• The task
Retype the listing that follows, word for word.

• Supplied data
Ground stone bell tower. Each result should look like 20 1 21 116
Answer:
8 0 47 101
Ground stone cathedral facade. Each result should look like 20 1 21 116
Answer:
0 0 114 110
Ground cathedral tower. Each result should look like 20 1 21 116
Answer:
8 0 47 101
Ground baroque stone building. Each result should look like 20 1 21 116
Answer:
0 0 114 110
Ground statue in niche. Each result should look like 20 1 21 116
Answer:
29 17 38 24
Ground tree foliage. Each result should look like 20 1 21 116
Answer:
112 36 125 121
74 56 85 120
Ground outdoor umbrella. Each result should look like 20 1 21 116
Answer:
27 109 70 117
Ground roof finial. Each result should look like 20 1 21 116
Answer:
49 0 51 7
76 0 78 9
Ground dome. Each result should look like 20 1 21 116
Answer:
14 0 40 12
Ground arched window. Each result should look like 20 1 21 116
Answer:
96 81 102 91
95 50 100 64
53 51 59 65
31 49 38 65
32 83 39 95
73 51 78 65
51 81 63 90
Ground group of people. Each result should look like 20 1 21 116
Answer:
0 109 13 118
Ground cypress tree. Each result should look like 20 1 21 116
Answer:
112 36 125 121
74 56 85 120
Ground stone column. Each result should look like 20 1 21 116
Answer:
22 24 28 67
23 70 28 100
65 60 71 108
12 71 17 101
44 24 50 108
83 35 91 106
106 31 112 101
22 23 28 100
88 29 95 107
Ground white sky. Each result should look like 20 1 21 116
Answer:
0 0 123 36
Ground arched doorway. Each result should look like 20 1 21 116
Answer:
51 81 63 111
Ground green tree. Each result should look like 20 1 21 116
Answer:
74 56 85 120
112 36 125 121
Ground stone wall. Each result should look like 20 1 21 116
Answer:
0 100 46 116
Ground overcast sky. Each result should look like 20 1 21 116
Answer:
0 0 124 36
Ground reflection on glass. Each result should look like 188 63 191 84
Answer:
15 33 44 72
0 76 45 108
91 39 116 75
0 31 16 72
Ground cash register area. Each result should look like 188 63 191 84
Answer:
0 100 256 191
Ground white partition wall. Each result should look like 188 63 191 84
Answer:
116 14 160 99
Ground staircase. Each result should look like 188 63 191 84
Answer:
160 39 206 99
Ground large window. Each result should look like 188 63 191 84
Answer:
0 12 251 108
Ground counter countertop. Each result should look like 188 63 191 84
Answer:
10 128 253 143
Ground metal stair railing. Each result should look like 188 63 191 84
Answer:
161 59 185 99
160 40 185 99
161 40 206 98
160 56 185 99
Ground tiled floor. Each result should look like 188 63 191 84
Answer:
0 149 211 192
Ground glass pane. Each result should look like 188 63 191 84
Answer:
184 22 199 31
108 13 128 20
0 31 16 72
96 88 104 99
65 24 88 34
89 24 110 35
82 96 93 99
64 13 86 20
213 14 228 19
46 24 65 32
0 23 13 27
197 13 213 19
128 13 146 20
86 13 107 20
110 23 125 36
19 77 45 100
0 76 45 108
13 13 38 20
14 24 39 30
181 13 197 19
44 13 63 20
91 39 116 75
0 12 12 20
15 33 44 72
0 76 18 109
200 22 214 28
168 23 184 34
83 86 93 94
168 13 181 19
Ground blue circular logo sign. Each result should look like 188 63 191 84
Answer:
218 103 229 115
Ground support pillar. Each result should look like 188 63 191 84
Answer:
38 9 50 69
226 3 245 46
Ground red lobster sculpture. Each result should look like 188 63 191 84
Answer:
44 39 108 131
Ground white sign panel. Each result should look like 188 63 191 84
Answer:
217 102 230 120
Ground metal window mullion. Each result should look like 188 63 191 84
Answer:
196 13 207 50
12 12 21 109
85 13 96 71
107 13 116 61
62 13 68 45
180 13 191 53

• The solution
Ground stone bell tower. Each result should look like 20 1 21 116
Answer:
8 0 47 101
Ground stone cathedral facade. Each result should look like 20 1 21 116
Answer:
0 0 114 110
Ground cathedral tower. Each result should look like 20 1 21 116
Answer:
8 0 47 101
Ground baroque stone building. Each result should look like 20 1 21 116
Answer:
0 0 114 110
Ground statue in niche. Each result should look like 20 1 21 116
Answer:
29 17 38 24
Ground tree foliage. Each result should look like 20 1 21 116
Answer:
112 36 125 121
74 56 85 120
Ground outdoor umbrella. Each result should look like 20 1 21 116
Answer:
27 109 70 117
Ground roof finial. Each result should look like 20 1 21 116
Answer:
49 0 51 7
76 0 78 9
Ground dome. Each result should look like 20 1 21 116
Answer:
14 0 40 12
Ground arched window. Each result should look like 20 1 21 116
Answer:
96 81 102 91
95 50 100 64
53 51 59 65
31 49 38 65
32 83 39 95
73 51 78 65
51 81 63 90
Ground group of people. Each result should look like 20 1 21 116
Answer:
0 109 13 118
Ground cypress tree. Each result should look like 20 1 21 116
Answer:
112 36 125 121
74 56 85 120
Ground stone column. Each result should look like 20 1 21 116
Answer:
22 24 28 67
23 70 28 100
65 60 71 108
12 71 17 101
44 24 50 108
83 35 91 106
106 31 112 101
22 23 28 100
88 29 95 107
Ground white sky. Each result should look like 20 1 21 116
Answer:
0 0 123 36
Ground arched doorway. Each result should look like 20 1 21 116
Answer:
51 81 63 111
Ground green tree. Each result should look like 20 1 21 116
Answer:
74 56 85 120
112 36 125 121
Ground stone wall. Each result should look like 20 1 21 116
Answer:
0 100 46 116
Ground overcast sky. Each result should look like 20 1 21 116
Answer:
0 0 124 36
Ground reflection on glass. Each result should look like 188 63 191 84
Answer:
15 33 44 72
0 76 45 108
91 39 116 75
0 31 16 72
Ground cash register area. Each result should look like 188 63 191 84
Answer:
0 100 256 191
Ground white partition wall. Each result should look like 188 63 191 84
Answer:
116 14 160 99
Ground staircase. Each result should look like 188 63 191 84
Answer:
160 39 206 99
Ground large window. Each result should look like 188 63 191 84
Answer:
0 12 251 108
Ground counter countertop. Each result should look like 188 63 191 84
Answer:
10 128 253 143
Ground metal stair railing. Each result should look like 188 63 191 84
Answer:
161 59 185 99
160 40 185 99
161 40 206 98
160 56 185 99
Ground tiled floor. Each result should look like 188 63 191 84
Answer:
0 149 211 192
Ground glass pane. Each result should look like 188 63 191 84
Answer:
184 22 199 31
108 13 128 20
0 31 16 72
96 88 104 99
65 24 88 34
89 24 110 35
82 96 93 99
64 13 86 20
213 14 228 19
46 24 65 32
0 23 13 27
197 13 213 19
128 13 146 20
86 13 107 20
110 23 125 36
19 77 45 100
0 76 45 108
13 13 38 20
14 24 39 30
181 13 197 19
44 13 63 20
91 39 116 75
0 12 12 20
15 33 44 72
0 76 18 109
200 22 214 28
168 23 184 34
83 86 93 94
168 13 181 19
Ground blue circular logo sign. Each result should look like 188 63 191 84
Answer:
218 103 229 115
Ground support pillar. Each result should look like 188 63 191 84
Answer:
38 9 50 69
226 3 245 46
Ground red lobster sculpture. Each result should look like 188 63 191 84
Answer:
44 39 108 131
Ground white sign panel. Each result should look like 188 63 191 84
Answer:
217 102 230 120
Ground metal window mullion. Each result should look like 188 63 191 84
Answer:
196 13 207 50
12 12 21 109
85 13 96 71
107 13 116 61
62 13 68 45
180 13 191 53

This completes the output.